BRANO ESTRATTO:

E' soltanto la versione riassuntiva del lungo racconto del patron
della Parmalat. Bisognerà attendere la trascrizione integrale dei
nastri di registrazione per avere il quadro completo dei ricordi
dell'imprenditore di Collecchio. Di molti dettagli, circostanze e
intrecci, riferiti a voce (e registrati), ci sono soltanto sintetici
accenni nei verbali, ma nelle quasi quaranta pagine raccolte dai
pubblici ministeri c'è il disegno di venti anni di rapporti, di
amicizie e di legami che, come in una larga e intricata ragnatela,
Calisto Tanzi ha intrattenuto con l'élite politica e istituzionale
della Prima e della Seconda Repubblica.
E' il racconto di frequentazioni, finanziamenti di eventi,
partecipazioni o acquisizioni di società che gli hanno consentito di
entrare a far parte di quelli che l'imprenditore di Colecchio
definisce i "salotti buoni". E' il resoconto delle iniziative furbe
o maliziose o necessarie mosse per entrare nei luoghi che hanno
permesso alla Parmalat di essere protetta. O addirittura l'hanno
acconciata nella favorevole condizione di influenzare le decisioni
pubbliche utili ai destini dell'azienda.
La ragnatela di Calisto Tanzi ha avuto fili e terminali ben profondi
nel sistema politico, quale che sia la coalizione che lo ha
governato o lo governi. Non appare al momento una macchina
corruttiva. Non ci sono in questa storia, nelle ammissioni degli
imputati, borse gonfie di denaro o tesori nascosti. Non si legge in
questi verbali dell'antica pratica della corruzione che manipola la
decisione politica. La ragnatela di Tanzi sembra diventata prospera
grazie a una costante attenzione agli interessi degli interlocutori
pubblici, contrabbandata come amicizia e nel segno della
collaborazione politica, sempre lesta a mutare con il mutare degli
equilibri di potere. In qualche caso, addirittura alla luce del
sole.

MATERIALE FORNITO:
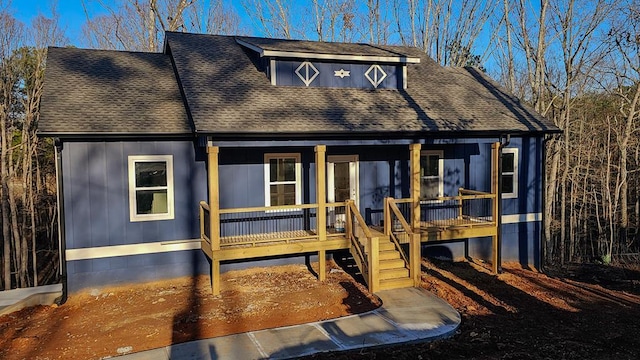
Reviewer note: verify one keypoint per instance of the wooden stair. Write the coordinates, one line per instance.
(394, 273)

CONSEGNE DELL'ESERCIZIO:
• 1. Nel brano su Calisto Tanzi e la Parmalat, con quale espressione l'imprenditore definisce gli ambienti in cui è riuscito a entrare?
• 2. Per favore, prosegui il brano su Calisto Tanzi e la Parmalat a partire dall'ultima frase riportata.

I RISULTATI:
• 1. Li definisce i "salotti buoni".

• 2.
Nella ragnatela, proposta ai magistrati, sono decine e
decine i nomi, piccoli, grandi, grandissimi, eccellenti. E non ci
ferma all'Italia perché si spazia dai governanti del Brasile ai
premier di Argentina, Uruguay, Venezuela. A scorrerne l'elenco
programmatico, per dir così, che Tanzi accetta di buttar giù fin dal
primo interrogatorio, ci si può rendere conto di quanto fiele può
avvelenare la vita pubblica italiana. C'è il nome di Romano Prodi,
presidente della commissione europea; del premier Silvio Berlusconi
e del vicepresidente del Consiglio Gianfranco Fini. C'è il nome di
un ex capo dello Stato, Oscar Luigi Scalfaro, del presidente della
Camera Pier Ferdinando Casini, di un ex-presidente del Consiglio
Lamberto Dini, di un ministro in carica Gianni Alemanno, del
presidente del maggior partito dell'opposizione Massimo D'Alema, se
solo si vuole stare alla nuova politica e lasciare in un canto la
vecchia guardia dei Ciriaco De Mita, Giovanni Goria, Riccardo Misasi,
Enzo Scotti.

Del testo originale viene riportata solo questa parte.